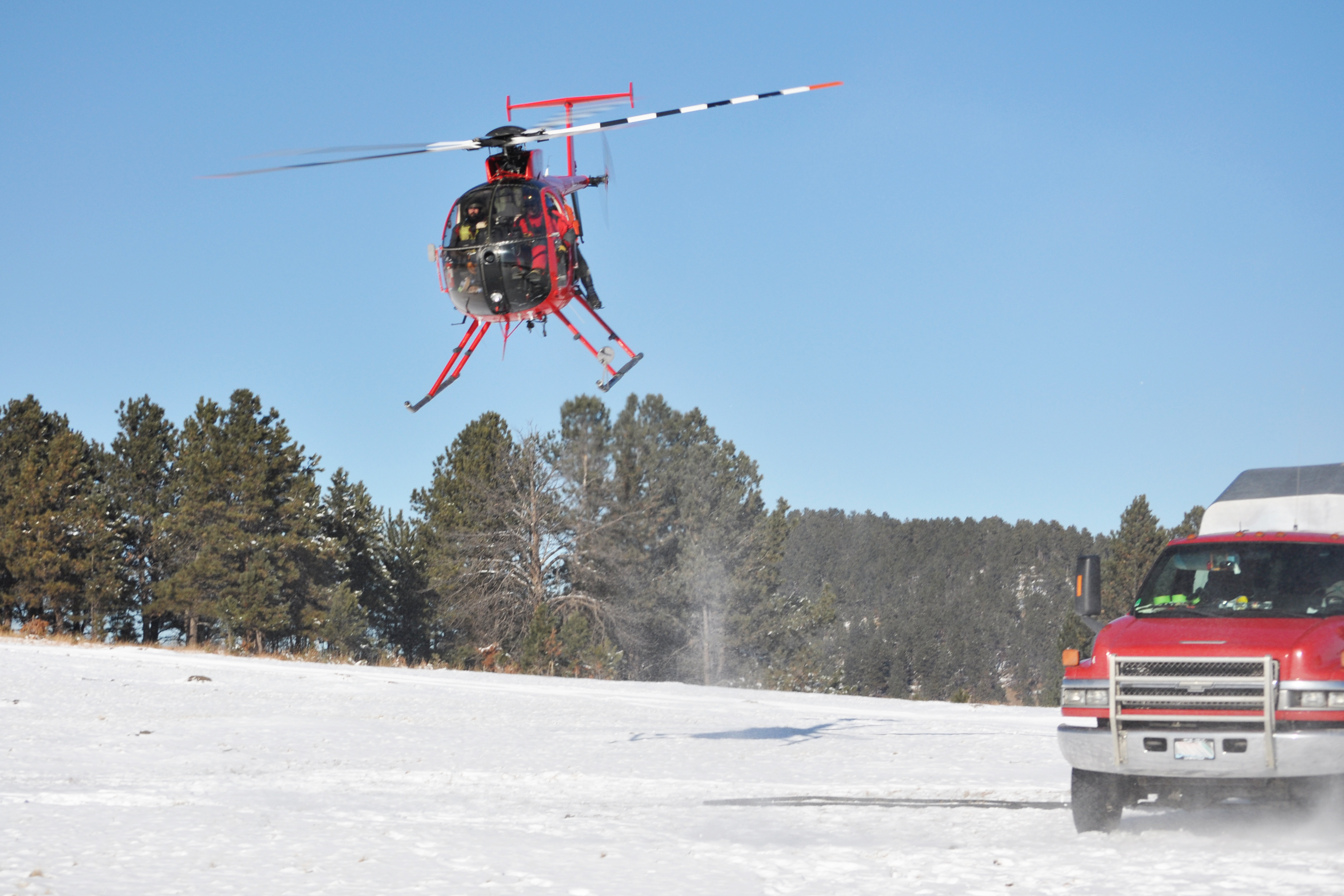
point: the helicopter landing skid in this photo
(447, 379)
(607, 354)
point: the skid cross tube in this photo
(616, 374)
(611, 334)
(447, 379)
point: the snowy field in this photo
(123, 777)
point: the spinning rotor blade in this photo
(331, 150)
(502, 137)
(422, 148)
(635, 120)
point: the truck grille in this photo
(1210, 690)
(1191, 668)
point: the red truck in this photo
(1226, 679)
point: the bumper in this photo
(1296, 753)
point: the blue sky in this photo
(1030, 261)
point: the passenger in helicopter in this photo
(473, 223)
(468, 281)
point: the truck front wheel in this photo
(1097, 800)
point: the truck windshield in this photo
(1245, 579)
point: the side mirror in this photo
(1088, 586)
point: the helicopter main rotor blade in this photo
(334, 150)
(424, 148)
(651, 116)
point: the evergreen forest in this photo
(623, 546)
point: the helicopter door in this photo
(464, 233)
(515, 264)
(557, 225)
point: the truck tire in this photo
(1097, 800)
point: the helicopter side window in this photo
(517, 213)
(468, 221)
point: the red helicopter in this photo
(510, 252)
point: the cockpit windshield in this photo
(496, 253)
(1246, 578)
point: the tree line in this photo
(633, 545)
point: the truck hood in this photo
(1304, 648)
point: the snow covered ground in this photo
(119, 776)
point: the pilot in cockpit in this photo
(473, 222)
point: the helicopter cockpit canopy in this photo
(496, 252)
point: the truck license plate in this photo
(1194, 749)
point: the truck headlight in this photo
(1085, 698)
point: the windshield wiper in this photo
(1174, 609)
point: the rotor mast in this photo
(569, 103)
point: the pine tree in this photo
(405, 620)
(1190, 523)
(23, 425)
(247, 528)
(354, 527)
(142, 483)
(1133, 547)
(59, 541)
(455, 512)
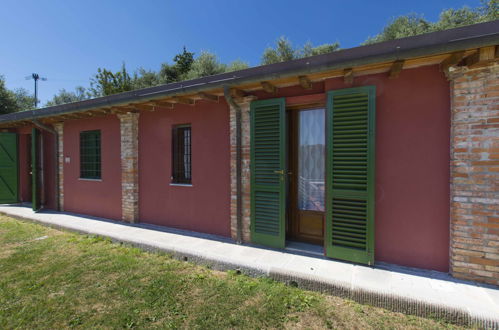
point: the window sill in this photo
(181, 184)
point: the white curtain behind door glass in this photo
(311, 160)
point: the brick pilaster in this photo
(244, 104)
(129, 128)
(59, 128)
(474, 250)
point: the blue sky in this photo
(67, 40)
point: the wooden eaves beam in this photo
(235, 92)
(207, 97)
(348, 76)
(182, 100)
(268, 87)
(395, 69)
(451, 60)
(305, 82)
(482, 56)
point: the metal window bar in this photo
(181, 157)
(90, 154)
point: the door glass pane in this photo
(311, 159)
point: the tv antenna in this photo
(36, 77)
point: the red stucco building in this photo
(380, 153)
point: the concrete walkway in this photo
(402, 289)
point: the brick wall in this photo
(129, 128)
(59, 128)
(474, 250)
(244, 104)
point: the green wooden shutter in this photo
(8, 168)
(35, 169)
(350, 174)
(268, 196)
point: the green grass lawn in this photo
(55, 279)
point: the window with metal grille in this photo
(90, 155)
(181, 154)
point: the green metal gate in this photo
(9, 178)
(35, 169)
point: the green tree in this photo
(8, 102)
(284, 51)
(413, 24)
(24, 99)
(65, 96)
(178, 71)
(143, 78)
(206, 64)
(309, 50)
(105, 82)
(237, 65)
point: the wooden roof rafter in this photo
(396, 69)
(207, 97)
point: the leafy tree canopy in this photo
(105, 82)
(8, 102)
(65, 96)
(284, 51)
(413, 24)
(186, 65)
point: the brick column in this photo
(59, 128)
(129, 128)
(244, 104)
(474, 250)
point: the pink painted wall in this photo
(49, 170)
(204, 207)
(412, 166)
(98, 198)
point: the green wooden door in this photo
(35, 169)
(350, 174)
(268, 172)
(8, 168)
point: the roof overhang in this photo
(446, 48)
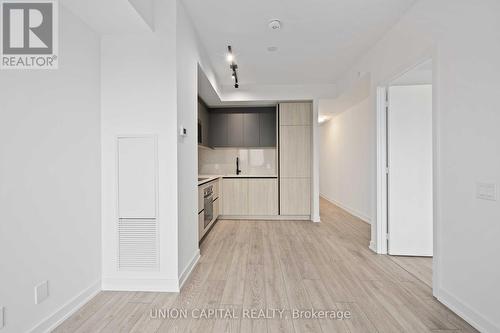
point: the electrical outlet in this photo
(41, 292)
(2, 317)
(486, 191)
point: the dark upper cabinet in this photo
(242, 129)
(218, 130)
(235, 129)
(267, 129)
(251, 129)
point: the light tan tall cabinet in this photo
(295, 127)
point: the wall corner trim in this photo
(55, 319)
(468, 314)
(189, 268)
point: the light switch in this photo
(41, 292)
(486, 191)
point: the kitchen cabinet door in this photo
(201, 226)
(295, 151)
(263, 197)
(295, 196)
(267, 129)
(234, 196)
(251, 130)
(218, 130)
(235, 129)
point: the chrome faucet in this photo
(238, 171)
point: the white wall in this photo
(139, 97)
(345, 160)
(252, 161)
(190, 54)
(461, 36)
(50, 182)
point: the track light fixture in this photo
(233, 66)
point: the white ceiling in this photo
(114, 16)
(421, 74)
(319, 39)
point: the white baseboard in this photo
(141, 284)
(269, 218)
(373, 246)
(316, 219)
(189, 268)
(467, 313)
(63, 313)
(348, 209)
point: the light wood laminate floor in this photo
(283, 264)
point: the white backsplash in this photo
(222, 161)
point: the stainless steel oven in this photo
(208, 205)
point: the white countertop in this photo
(210, 178)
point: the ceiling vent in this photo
(275, 25)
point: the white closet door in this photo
(410, 170)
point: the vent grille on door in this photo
(138, 244)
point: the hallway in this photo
(283, 265)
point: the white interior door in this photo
(410, 223)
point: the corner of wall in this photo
(51, 322)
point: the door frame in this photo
(381, 217)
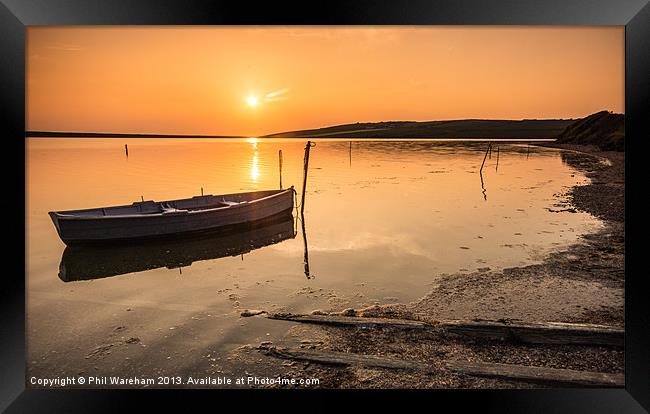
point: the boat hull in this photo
(79, 230)
(95, 262)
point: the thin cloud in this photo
(276, 95)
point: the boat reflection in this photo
(85, 263)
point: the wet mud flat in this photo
(581, 284)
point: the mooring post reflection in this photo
(304, 240)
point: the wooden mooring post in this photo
(485, 157)
(304, 177)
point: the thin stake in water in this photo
(280, 161)
(304, 178)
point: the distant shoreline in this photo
(50, 134)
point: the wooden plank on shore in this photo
(350, 321)
(538, 333)
(551, 376)
(344, 359)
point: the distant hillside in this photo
(465, 128)
(604, 129)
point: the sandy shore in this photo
(583, 283)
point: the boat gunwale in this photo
(60, 215)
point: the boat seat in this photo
(166, 209)
(232, 203)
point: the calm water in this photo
(382, 220)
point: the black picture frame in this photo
(16, 15)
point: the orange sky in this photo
(197, 80)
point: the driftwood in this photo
(523, 332)
(350, 321)
(551, 376)
(344, 359)
(538, 333)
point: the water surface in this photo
(383, 220)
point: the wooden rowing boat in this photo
(172, 218)
(95, 262)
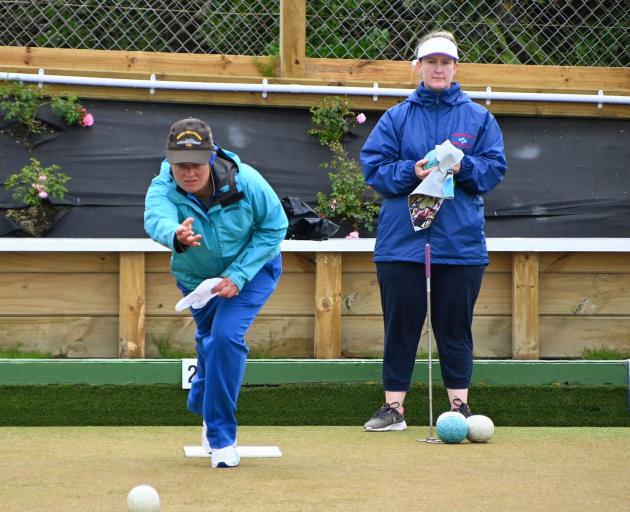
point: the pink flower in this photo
(88, 119)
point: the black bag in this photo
(304, 223)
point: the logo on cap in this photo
(194, 139)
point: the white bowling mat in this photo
(243, 451)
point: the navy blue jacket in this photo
(405, 134)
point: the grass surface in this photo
(323, 469)
(307, 404)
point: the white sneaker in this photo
(225, 457)
(204, 438)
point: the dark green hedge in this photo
(307, 404)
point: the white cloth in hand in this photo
(448, 155)
(200, 296)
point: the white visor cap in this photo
(437, 45)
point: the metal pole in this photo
(427, 273)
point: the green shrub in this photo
(34, 185)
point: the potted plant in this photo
(34, 186)
(22, 105)
(351, 201)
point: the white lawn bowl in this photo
(143, 498)
(480, 428)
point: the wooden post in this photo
(131, 312)
(525, 306)
(292, 38)
(328, 305)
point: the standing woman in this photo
(220, 219)
(392, 160)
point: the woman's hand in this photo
(226, 289)
(421, 172)
(186, 235)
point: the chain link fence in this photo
(575, 33)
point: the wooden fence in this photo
(115, 298)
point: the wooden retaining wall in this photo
(113, 303)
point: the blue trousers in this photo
(222, 352)
(454, 291)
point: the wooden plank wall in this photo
(300, 69)
(106, 305)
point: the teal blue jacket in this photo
(237, 239)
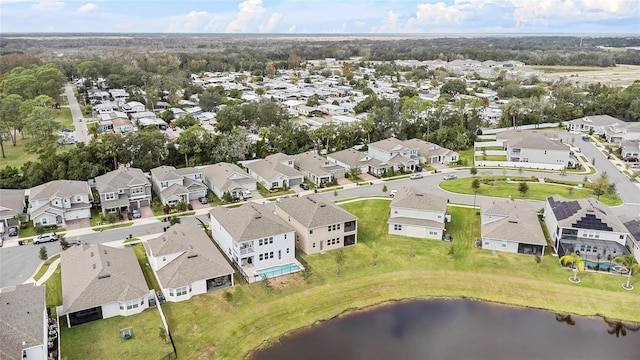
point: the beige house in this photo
(319, 225)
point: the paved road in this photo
(18, 263)
(82, 133)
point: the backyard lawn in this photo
(537, 191)
(383, 268)
(101, 339)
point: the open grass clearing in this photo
(537, 191)
(101, 339)
(210, 325)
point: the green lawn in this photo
(101, 339)
(537, 191)
(149, 276)
(210, 325)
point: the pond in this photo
(458, 329)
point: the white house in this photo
(418, 214)
(59, 201)
(187, 263)
(224, 177)
(258, 243)
(511, 226)
(177, 185)
(99, 282)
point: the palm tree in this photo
(629, 262)
(577, 263)
(619, 328)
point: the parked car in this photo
(45, 238)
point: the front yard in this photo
(383, 268)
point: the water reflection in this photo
(458, 329)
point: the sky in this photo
(322, 16)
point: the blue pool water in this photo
(278, 270)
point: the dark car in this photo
(13, 231)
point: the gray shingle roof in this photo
(59, 188)
(93, 275)
(313, 211)
(514, 220)
(122, 178)
(411, 198)
(584, 213)
(249, 222)
(21, 319)
(199, 258)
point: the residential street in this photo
(82, 133)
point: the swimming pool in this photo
(278, 270)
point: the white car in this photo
(45, 238)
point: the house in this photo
(187, 263)
(319, 225)
(511, 226)
(351, 158)
(224, 177)
(586, 227)
(11, 204)
(24, 330)
(429, 153)
(59, 201)
(259, 244)
(316, 168)
(99, 282)
(275, 171)
(177, 185)
(595, 124)
(123, 190)
(418, 214)
(395, 153)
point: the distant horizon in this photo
(305, 17)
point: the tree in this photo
(43, 253)
(629, 262)
(523, 188)
(475, 185)
(575, 261)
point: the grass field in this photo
(383, 268)
(537, 191)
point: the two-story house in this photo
(319, 225)
(418, 214)
(275, 171)
(316, 168)
(586, 227)
(123, 190)
(187, 263)
(258, 243)
(59, 201)
(511, 226)
(177, 185)
(224, 178)
(396, 153)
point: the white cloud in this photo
(437, 13)
(48, 6)
(249, 10)
(273, 21)
(87, 7)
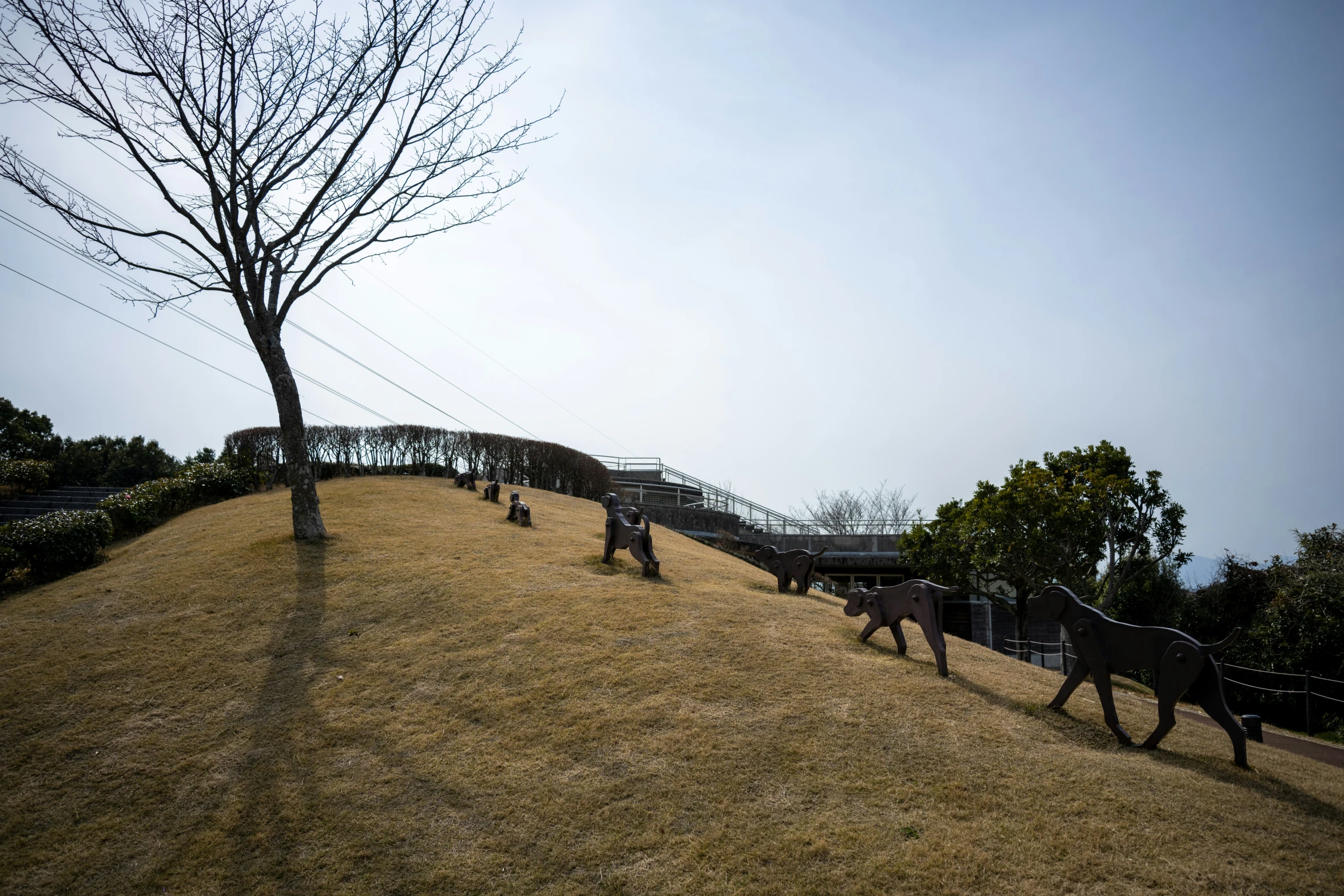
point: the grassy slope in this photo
(516, 718)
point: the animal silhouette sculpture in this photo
(624, 532)
(516, 509)
(799, 566)
(916, 599)
(1179, 662)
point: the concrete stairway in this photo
(71, 497)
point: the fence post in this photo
(1308, 676)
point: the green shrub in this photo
(25, 476)
(10, 559)
(58, 543)
(143, 507)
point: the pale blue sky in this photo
(823, 246)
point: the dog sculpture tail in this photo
(1214, 649)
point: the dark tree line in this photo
(104, 460)
(423, 451)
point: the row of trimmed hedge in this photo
(65, 541)
(25, 476)
(143, 507)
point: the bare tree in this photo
(862, 512)
(281, 143)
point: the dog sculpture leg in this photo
(609, 544)
(648, 550)
(1072, 683)
(900, 636)
(803, 575)
(1089, 648)
(1208, 692)
(927, 614)
(1176, 672)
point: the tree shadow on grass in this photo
(277, 791)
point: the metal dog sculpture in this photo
(516, 509)
(1179, 662)
(799, 566)
(916, 599)
(623, 531)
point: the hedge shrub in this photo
(25, 476)
(143, 507)
(55, 544)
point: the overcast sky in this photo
(820, 246)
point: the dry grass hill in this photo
(437, 700)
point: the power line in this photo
(160, 301)
(417, 306)
(58, 244)
(427, 367)
(308, 333)
(34, 280)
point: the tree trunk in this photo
(303, 487)
(1023, 628)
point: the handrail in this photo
(754, 515)
(717, 497)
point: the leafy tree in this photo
(1151, 598)
(1011, 540)
(1303, 628)
(1233, 599)
(1142, 524)
(279, 143)
(26, 436)
(1055, 521)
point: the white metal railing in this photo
(753, 515)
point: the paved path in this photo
(1310, 747)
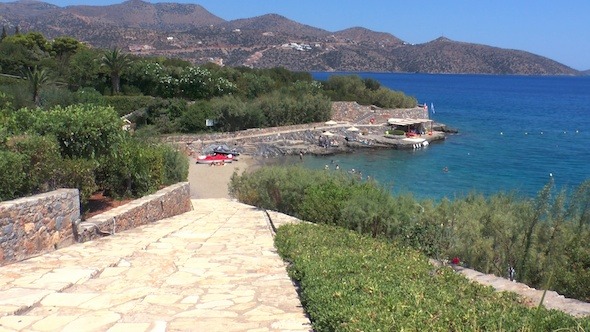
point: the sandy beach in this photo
(208, 181)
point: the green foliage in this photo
(53, 96)
(133, 169)
(14, 57)
(354, 283)
(127, 104)
(89, 96)
(77, 173)
(175, 165)
(82, 130)
(115, 62)
(84, 70)
(545, 239)
(13, 174)
(36, 79)
(42, 157)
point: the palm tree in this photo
(37, 79)
(116, 62)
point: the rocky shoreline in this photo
(352, 127)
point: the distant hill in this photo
(191, 32)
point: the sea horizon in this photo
(516, 133)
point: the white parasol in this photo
(328, 133)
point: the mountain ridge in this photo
(191, 32)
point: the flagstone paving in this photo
(212, 269)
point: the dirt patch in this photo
(98, 203)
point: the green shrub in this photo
(175, 165)
(78, 173)
(134, 169)
(127, 104)
(13, 174)
(354, 283)
(85, 131)
(42, 158)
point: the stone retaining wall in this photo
(168, 202)
(37, 224)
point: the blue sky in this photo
(559, 30)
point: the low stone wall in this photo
(168, 202)
(37, 224)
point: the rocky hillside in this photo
(191, 32)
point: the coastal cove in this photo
(514, 133)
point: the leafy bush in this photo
(175, 165)
(354, 283)
(42, 157)
(13, 174)
(546, 240)
(82, 130)
(77, 173)
(127, 104)
(133, 169)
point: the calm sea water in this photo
(514, 132)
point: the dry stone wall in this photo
(37, 224)
(168, 202)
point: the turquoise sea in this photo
(514, 133)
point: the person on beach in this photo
(511, 273)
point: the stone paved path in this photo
(211, 269)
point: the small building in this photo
(411, 126)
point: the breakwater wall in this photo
(345, 113)
(37, 224)
(42, 223)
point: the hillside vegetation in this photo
(351, 282)
(192, 33)
(64, 107)
(546, 240)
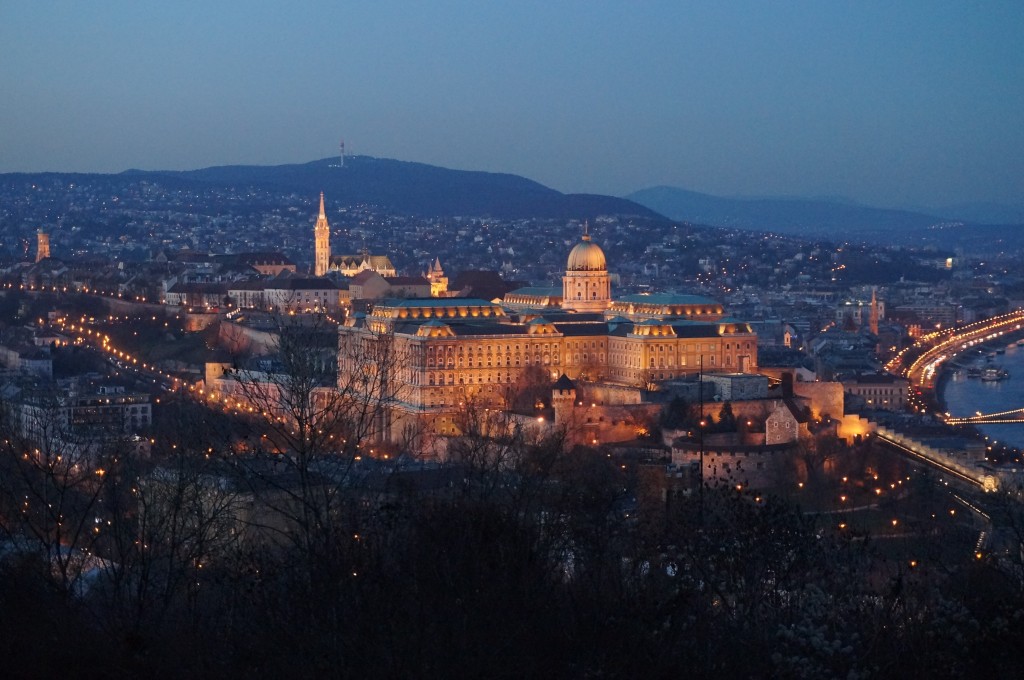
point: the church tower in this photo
(873, 319)
(586, 286)
(322, 234)
(42, 245)
(438, 282)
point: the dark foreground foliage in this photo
(554, 582)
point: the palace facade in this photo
(448, 352)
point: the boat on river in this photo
(993, 373)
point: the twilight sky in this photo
(889, 103)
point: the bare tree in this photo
(318, 405)
(51, 484)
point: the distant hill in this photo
(414, 188)
(824, 218)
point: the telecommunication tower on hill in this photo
(341, 156)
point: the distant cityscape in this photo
(205, 384)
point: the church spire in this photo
(322, 237)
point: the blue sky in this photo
(891, 103)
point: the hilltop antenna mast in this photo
(341, 156)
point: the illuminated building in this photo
(452, 351)
(42, 245)
(347, 265)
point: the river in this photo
(965, 396)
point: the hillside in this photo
(414, 188)
(797, 216)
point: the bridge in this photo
(958, 470)
(1012, 416)
(946, 344)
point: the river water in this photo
(965, 395)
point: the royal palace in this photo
(451, 352)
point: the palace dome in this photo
(587, 256)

(SHORT EXERCISE): Repeat word for word the part of the records above that opens with the line containing "point: the truck windshield in this photo" and closes with the line containing "(1304, 648)", with both of those lines included.

(THE COMPLETED TASK):
point: the truck windshield in this photo
(1245, 579)
point: the side mirror in this photo
(1088, 586)
point: the helicopter main rotor blade in this photo
(334, 150)
(424, 148)
(651, 116)
point: the evergreen forest in this photo
(623, 546)
point: the helicopter door in this photo
(464, 233)
(515, 264)
(557, 225)
point: the truck tire in this photo
(1097, 800)
point: the helicopter side window in this photo
(517, 213)
(468, 221)
point: the red helicopter in this photo
(510, 252)
point: the cockpit windshield in this photo
(496, 253)
(1246, 578)
point: the tree line in this photo
(633, 545)
point: the truck hood in this photo
(1304, 648)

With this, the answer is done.